#### Objective
In the text below on milling aluminum, write out everything from "Reduce the Number" down to "should be reduced." word for word.

#### Document extract
= = =
Reduce the Number of Milling Cutter Teeth and Increase Chip Space:
Since aluminum materials exhibit high plasticity and significant cutting deformation during processing, it is essential to create a larger chip space. This means that the radius of the chip groove bottom should be greater, and the number of teeth on the milling cutter should be reduced.
Fine Grinding of Cutter Teeth:
The roughness value of the cutting edges of the cutter teeth should be less than Ra = 0.4 µm. Before using a new cutter, it is advisable to gently grind the front and back of the cutter teeth with a fine oil stone several times to eliminate any burrs or slight sawtooth patterns left from the sharpening process. This not only helps in reducing cutting heat but also minimizes cutting deformation.
Strictly Control Tool Wear Standards:
As tools wear down, the surface roughness of the workpiece increases, the cutting temperature rises, and the workpiece can suffer from increased deformation. Therefore, it is crucial to choose tool materials with excellent wear resistance, and ensure that tool wear does not exceed 0.2 mm. If wear exceeds this limit, it can lead to chip formation. During cutting, the temperature of the workpiece should generally be kept below 100°C to prevent deformation.
= = =
Point annotations for photos
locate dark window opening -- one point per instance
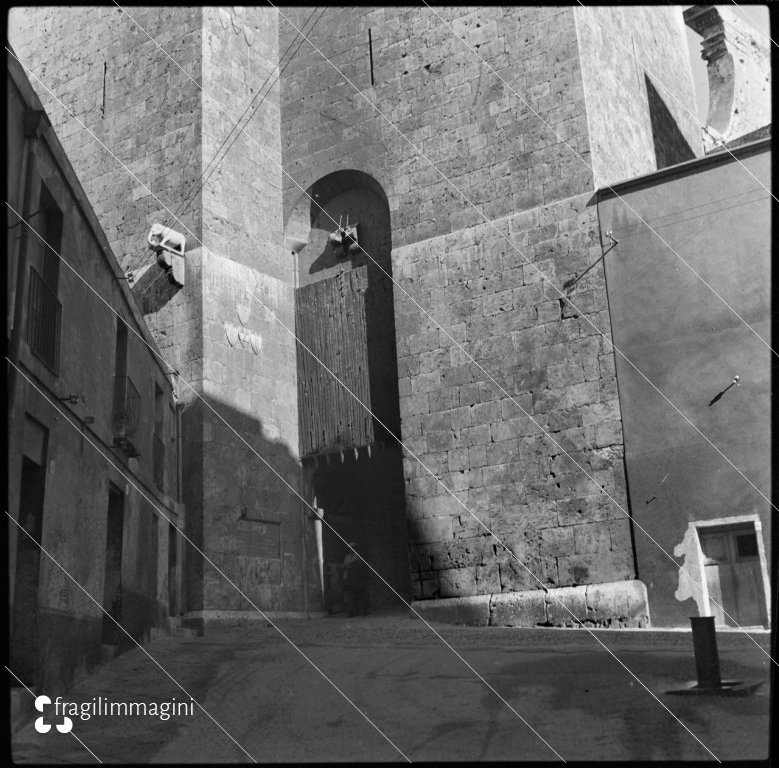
(112, 583)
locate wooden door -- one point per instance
(733, 576)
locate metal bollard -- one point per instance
(704, 639)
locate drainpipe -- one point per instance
(35, 122)
(179, 460)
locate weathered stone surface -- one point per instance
(620, 604)
(473, 611)
(518, 609)
(566, 606)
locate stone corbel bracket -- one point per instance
(739, 69)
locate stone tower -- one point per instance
(612, 85)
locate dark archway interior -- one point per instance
(361, 495)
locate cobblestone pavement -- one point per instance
(424, 699)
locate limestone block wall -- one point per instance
(242, 197)
(127, 92)
(638, 87)
(477, 441)
(445, 101)
(252, 523)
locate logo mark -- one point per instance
(64, 727)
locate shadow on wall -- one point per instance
(245, 515)
(670, 145)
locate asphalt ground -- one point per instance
(425, 704)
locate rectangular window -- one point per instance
(44, 316)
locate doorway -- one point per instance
(733, 572)
(112, 585)
(24, 639)
(173, 603)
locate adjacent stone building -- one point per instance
(405, 203)
(92, 427)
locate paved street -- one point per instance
(426, 701)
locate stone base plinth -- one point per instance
(620, 604)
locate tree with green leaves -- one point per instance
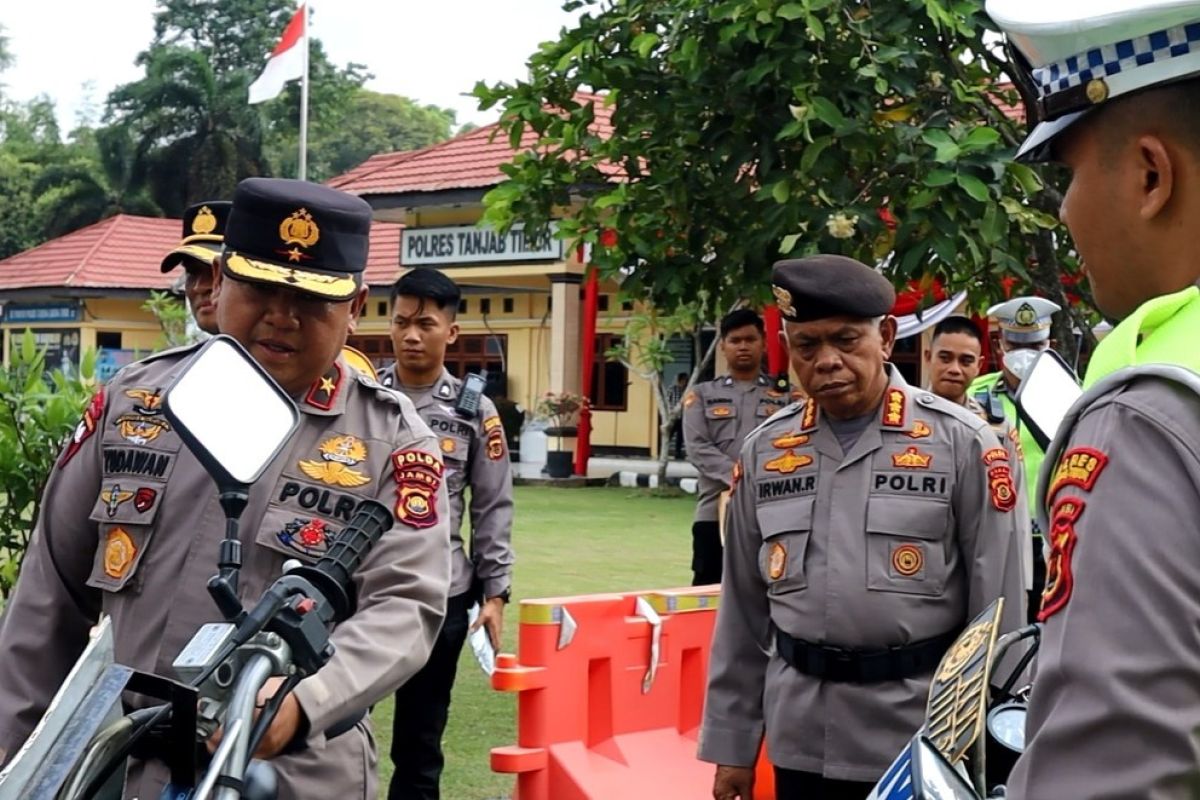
(39, 410)
(101, 181)
(744, 130)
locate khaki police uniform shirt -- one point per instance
(717, 417)
(477, 457)
(903, 539)
(130, 527)
(1115, 711)
(1011, 437)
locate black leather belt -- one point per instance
(846, 666)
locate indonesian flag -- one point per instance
(286, 62)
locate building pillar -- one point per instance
(564, 332)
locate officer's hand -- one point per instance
(491, 615)
(282, 729)
(733, 783)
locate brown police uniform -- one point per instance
(477, 457)
(477, 462)
(131, 525)
(717, 417)
(1011, 438)
(849, 573)
(1115, 710)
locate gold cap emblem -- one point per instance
(784, 300)
(299, 229)
(1097, 90)
(204, 222)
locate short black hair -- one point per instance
(425, 283)
(958, 324)
(741, 318)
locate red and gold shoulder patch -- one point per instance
(1079, 467)
(809, 419)
(912, 458)
(1000, 486)
(1060, 579)
(495, 431)
(994, 455)
(893, 408)
(418, 479)
(85, 428)
(921, 429)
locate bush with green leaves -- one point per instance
(39, 410)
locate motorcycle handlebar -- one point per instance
(333, 575)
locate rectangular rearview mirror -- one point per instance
(1045, 395)
(231, 413)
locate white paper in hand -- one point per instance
(480, 643)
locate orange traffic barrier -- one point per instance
(610, 695)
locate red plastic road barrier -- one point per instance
(598, 717)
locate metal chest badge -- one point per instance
(145, 423)
(339, 456)
(307, 536)
(418, 479)
(119, 553)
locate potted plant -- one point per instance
(562, 411)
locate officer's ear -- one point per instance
(888, 335)
(357, 304)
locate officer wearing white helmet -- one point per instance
(1115, 710)
(1024, 332)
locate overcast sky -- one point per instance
(432, 50)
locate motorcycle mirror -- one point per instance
(229, 413)
(1047, 394)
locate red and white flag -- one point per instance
(286, 62)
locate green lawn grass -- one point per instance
(567, 542)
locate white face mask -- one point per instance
(1019, 362)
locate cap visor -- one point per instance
(323, 284)
(201, 252)
(1036, 148)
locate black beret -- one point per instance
(203, 233)
(829, 286)
(306, 236)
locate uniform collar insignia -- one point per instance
(894, 403)
(325, 389)
(809, 416)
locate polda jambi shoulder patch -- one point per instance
(418, 479)
(87, 426)
(1079, 467)
(1060, 578)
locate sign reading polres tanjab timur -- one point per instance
(472, 245)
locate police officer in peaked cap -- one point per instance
(1115, 710)
(203, 235)
(1024, 334)
(131, 522)
(865, 528)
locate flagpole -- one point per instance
(304, 101)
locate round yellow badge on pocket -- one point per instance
(778, 561)
(119, 553)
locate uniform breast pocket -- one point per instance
(125, 513)
(906, 545)
(786, 529)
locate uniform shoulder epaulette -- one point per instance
(946, 407)
(789, 410)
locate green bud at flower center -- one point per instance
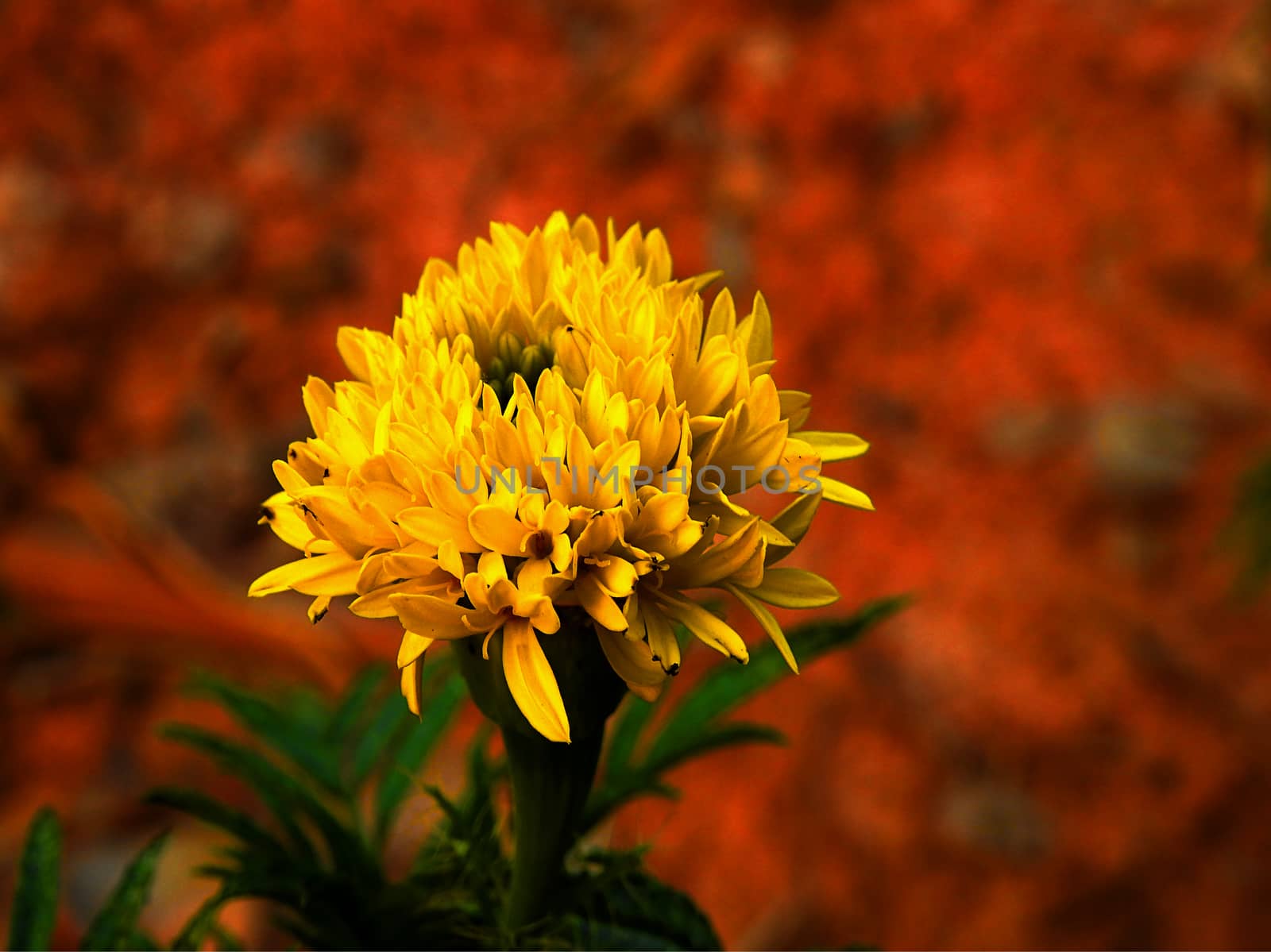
(515, 357)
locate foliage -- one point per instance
(1250, 528)
(330, 778)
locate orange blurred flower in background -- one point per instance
(1020, 245)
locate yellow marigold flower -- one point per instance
(556, 425)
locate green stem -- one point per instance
(551, 783)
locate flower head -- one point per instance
(556, 422)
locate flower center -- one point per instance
(512, 357)
(540, 544)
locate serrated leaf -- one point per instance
(200, 926)
(351, 712)
(279, 729)
(434, 721)
(392, 719)
(270, 783)
(726, 687)
(35, 905)
(279, 789)
(213, 812)
(626, 732)
(116, 926)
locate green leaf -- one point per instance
(116, 926)
(624, 907)
(35, 905)
(226, 939)
(434, 721)
(1250, 529)
(200, 926)
(277, 727)
(271, 784)
(726, 687)
(392, 719)
(626, 734)
(351, 712)
(213, 812)
(280, 791)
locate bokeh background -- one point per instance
(1017, 245)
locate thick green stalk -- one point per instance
(551, 783)
(551, 780)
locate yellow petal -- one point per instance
(497, 529)
(531, 683)
(378, 603)
(432, 617)
(412, 681)
(842, 492)
(833, 448)
(768, 623)
(633, 662)
(661, 638)
(322, 575)
(599, 605)
(318, 607)
(705, 626)
(412, 649)
(429, 525)
(794, 588)
(289, 480)
(288, 524)
(760, 346)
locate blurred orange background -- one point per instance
(1020, 247)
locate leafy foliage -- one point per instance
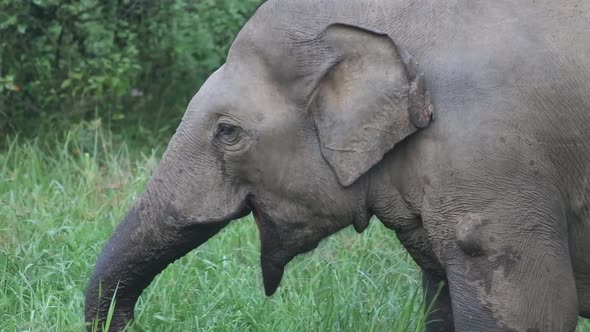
(63, 61)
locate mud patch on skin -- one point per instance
(469, 234)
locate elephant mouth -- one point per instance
(273, 257)
(276, 251)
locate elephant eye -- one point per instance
(227, 132)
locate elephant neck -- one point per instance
(395, 197)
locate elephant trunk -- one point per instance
= = =
#### Answer to the task
Reduce the Number of Milling Cutter Teeth and Increase Chip Space:
Since aluminum materials exhibit high plasticity and significant cutting deformation during processing, it is essential to create a larger chip space. This means that the radius of the chip groove bottom should be greater, and the number of teeth on the milling cutter should be reduced.